EXCERPT start

# Cherrie And Marcia..need Rep!



## foxxy cleopatra (Nov 18, 2008)

................they totally need more of those little green things!


----------



## cherrie_b (Dec 14, 2008)

haha...that's very kind of you! I would imagine I don't have many as I only gave my first one out last week...took me a while to figure them out! LOL

I am going into town to get some lego today...going to the charity shops (PDSA in particular) to see if they have any other kids toys! 

xx


----------



## foxxy cleopatra (Nov 18, 2008)

its says ive given you too much rep??!! sigh. 
good luck hunting!!! im building a cottontail cottage for my rabbit today!


----------



## scosha37 (Feb 24, 2008)

give marcia rep for helping me....

i will blob them both...


----------



## foxxy cleopatra (Nov 18, 2008)

hmmm i ment blobathon. lol


----------



## scosha37 (Feb 24, 2008)

foxxy cleopatra said:


> hmmm i ment blobathon. lol


Remember you will run out when you have used your blobs...for a whole 24 hrs....


----------



## cherrie_b (Dec 14, 2008)

eeekkkk!! Blobby blob blob!!


----------



## foxxy cleopatra (Nov 18, 2008)

yayyyy you have 2 green things now! woop woop!


----------



## cherrie_b (Dec 14, 2008)

YAYAYAYAYAYAYAYAYA! woop woop!!!


----------



## Marcia (Mar 10, 2009)

Thanks ever so much for my blob 

I'm gonna blob you back


----------



## Chinquary (Mar 5, 2009)

*sigh*

apparently I need to spread it around first. =[

Who wants blobs?


----------

EXCERPT end
RECORDS start

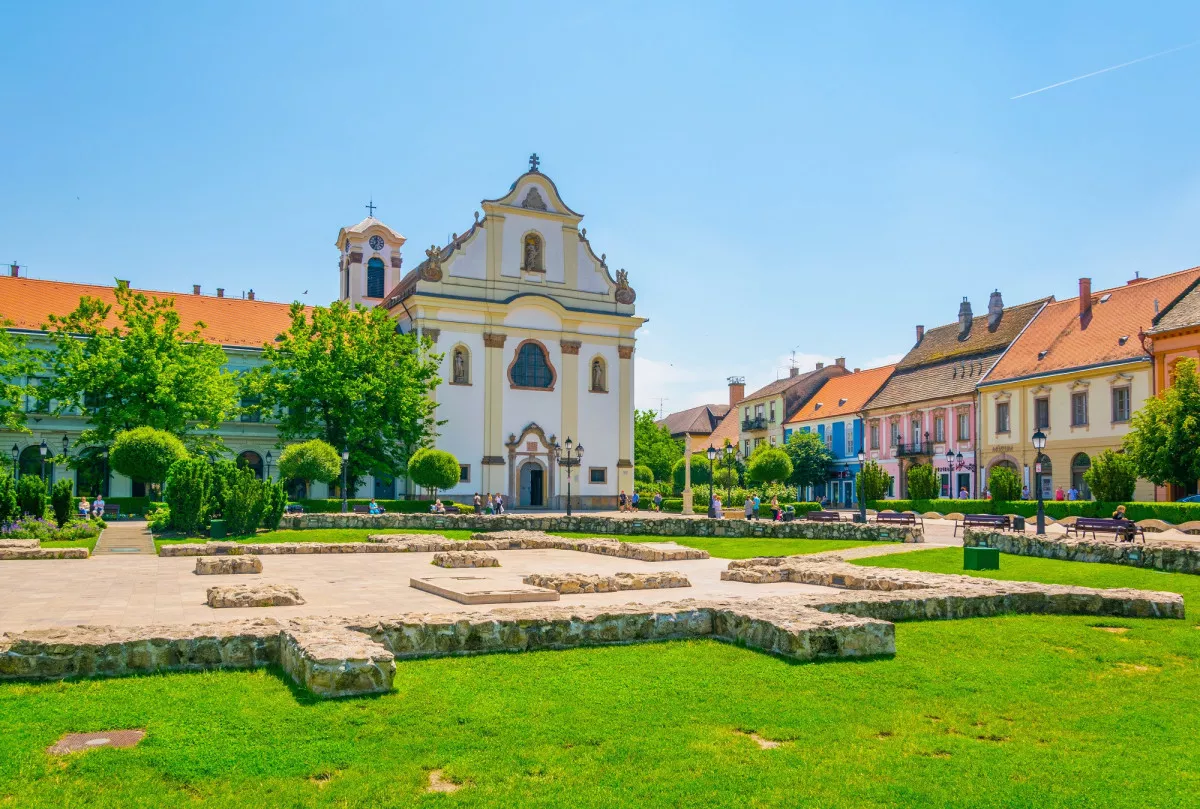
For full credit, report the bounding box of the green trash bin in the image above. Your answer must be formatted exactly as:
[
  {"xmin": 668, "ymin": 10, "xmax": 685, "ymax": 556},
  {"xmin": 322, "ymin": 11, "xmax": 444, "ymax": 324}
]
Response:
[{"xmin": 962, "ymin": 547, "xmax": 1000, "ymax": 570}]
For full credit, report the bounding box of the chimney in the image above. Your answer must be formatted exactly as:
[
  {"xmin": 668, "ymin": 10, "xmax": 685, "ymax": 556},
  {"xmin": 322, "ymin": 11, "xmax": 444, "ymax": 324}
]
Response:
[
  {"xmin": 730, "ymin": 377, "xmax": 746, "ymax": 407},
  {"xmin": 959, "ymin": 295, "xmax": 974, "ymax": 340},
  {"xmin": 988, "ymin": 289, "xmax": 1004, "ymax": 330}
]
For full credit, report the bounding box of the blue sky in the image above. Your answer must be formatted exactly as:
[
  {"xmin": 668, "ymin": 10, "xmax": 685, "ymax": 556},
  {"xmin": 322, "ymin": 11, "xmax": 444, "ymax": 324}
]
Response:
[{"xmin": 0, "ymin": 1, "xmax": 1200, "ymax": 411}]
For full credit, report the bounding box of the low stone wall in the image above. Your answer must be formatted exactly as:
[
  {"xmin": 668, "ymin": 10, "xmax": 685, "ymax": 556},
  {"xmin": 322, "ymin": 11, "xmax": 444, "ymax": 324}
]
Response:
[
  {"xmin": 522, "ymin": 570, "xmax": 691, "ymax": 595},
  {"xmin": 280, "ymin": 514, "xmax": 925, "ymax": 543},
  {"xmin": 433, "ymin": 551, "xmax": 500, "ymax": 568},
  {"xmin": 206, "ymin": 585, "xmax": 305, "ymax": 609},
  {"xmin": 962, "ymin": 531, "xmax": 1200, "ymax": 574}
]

RECORDS end

DIRECTIVES -
1. In the forum thread, which charity shop does cherrie_b single out as one to visit?
2. Transcribe the stretch of the forum thread from "haha...that's very kind" through "much rep??!! sigh.".
You can complete the work here without the records.

SOLUTIONS TO THE PROBLEMS -
1. PDSA

2.
haha...that's very kind of you! I would imagine I don't have many as I only gave my first one out last week...took me a while to figure them out! LOL

I am going into town to get some lego today...going to the charity shops (PDSA in particular) to see if they have any other kids toys! 

xx


----------



## foxxy cleopatra (Nov 18, 2008)

its says ive given you too much rep??!! sigh.